**TASK DIRECTIONS:** Please list every book title named in the interview excerpt below, in the order they appear.
— Begin PROVIDED PASSAGE —
EDMUND WHITE: In an old email you point out that having a gay son has not "converted" you to the theme of homosexuality, since there is already a gay brother in The Hotel New Hampshire, and that "nonpracticing homosexual" in Owen Meany, and the gay twins in A Son of the Circus. But having a gay son, you concede, might have made you want to write In One Person next -- so that your son, Everett, could still read this book while he was young. Everett has obviously been on both our minds. In my novel, Jack Holmes & His Friend, the character Palmer is based a bit on Everett, and even shares with him a taste for the theater. One reader suggested that having a gay son was my "revenge" on my straight character, Will. I was shocked by that idea, since having a gay son scarcely seems a "revenge" on a character, especially such a handsome, exciting son. Is Everett an "ideal reader" of your book -- or do you not think in those terms?

JOHN IRVING: The dedication to Last Night in Twisted River reads: "For Everett -- my pioneer, my hero." And the novel before that one, Until I Find You, is also dedicated to him: "For my youngest son, Everett, who made me feel young again." When Everett told me he was gay, I told him that I loved him more for it; I knew he would have a harder time in the world because of it. I wanted him to know how very proud I am of him, and how much I love him for who he is.
— End PROVIDED PASSAGE —
— Begin AVAILABLE DATA —
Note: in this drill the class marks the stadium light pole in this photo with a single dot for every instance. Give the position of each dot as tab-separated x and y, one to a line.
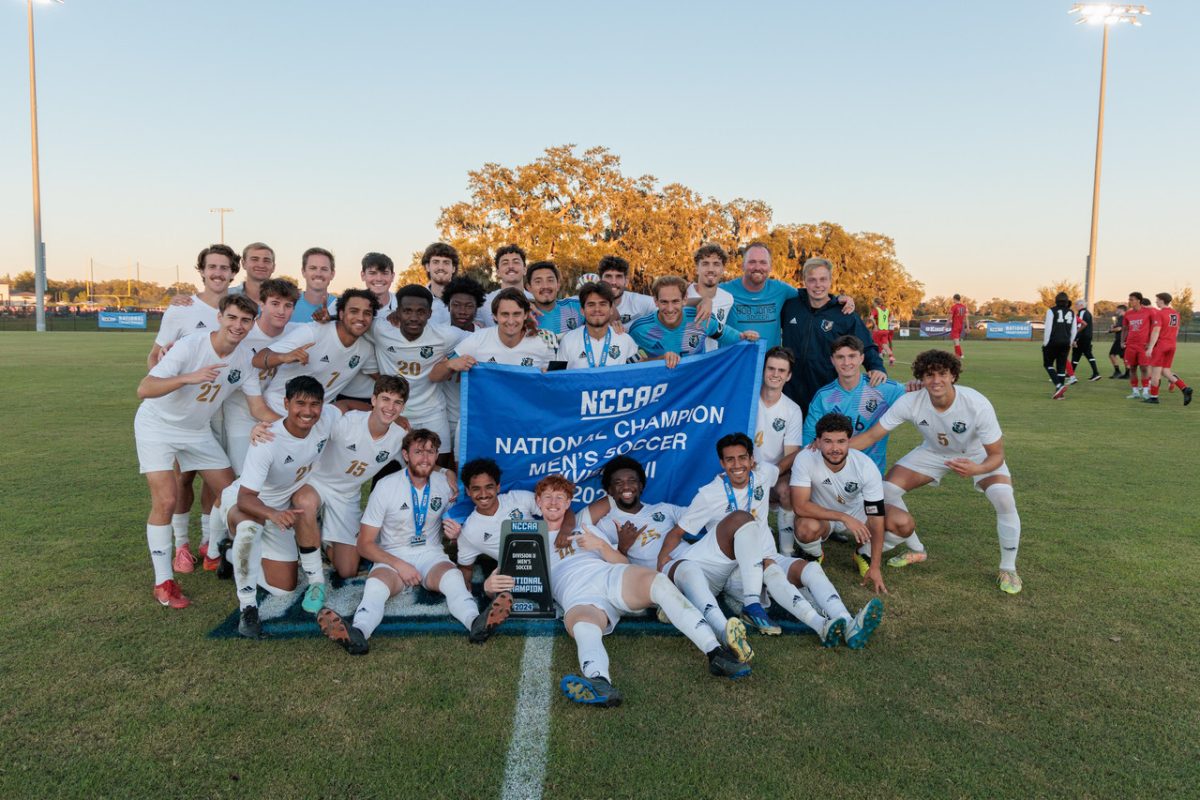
1107	14
39	245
— End AVAILABLE DATA —
**ANSWER TO THE PROBLEM:**
The Hotel New Hampshire
Owen Meany
A Son of the Circus
In One Person
Jack Holmes & His Friend
Last Night in Twisted River
Until I Find You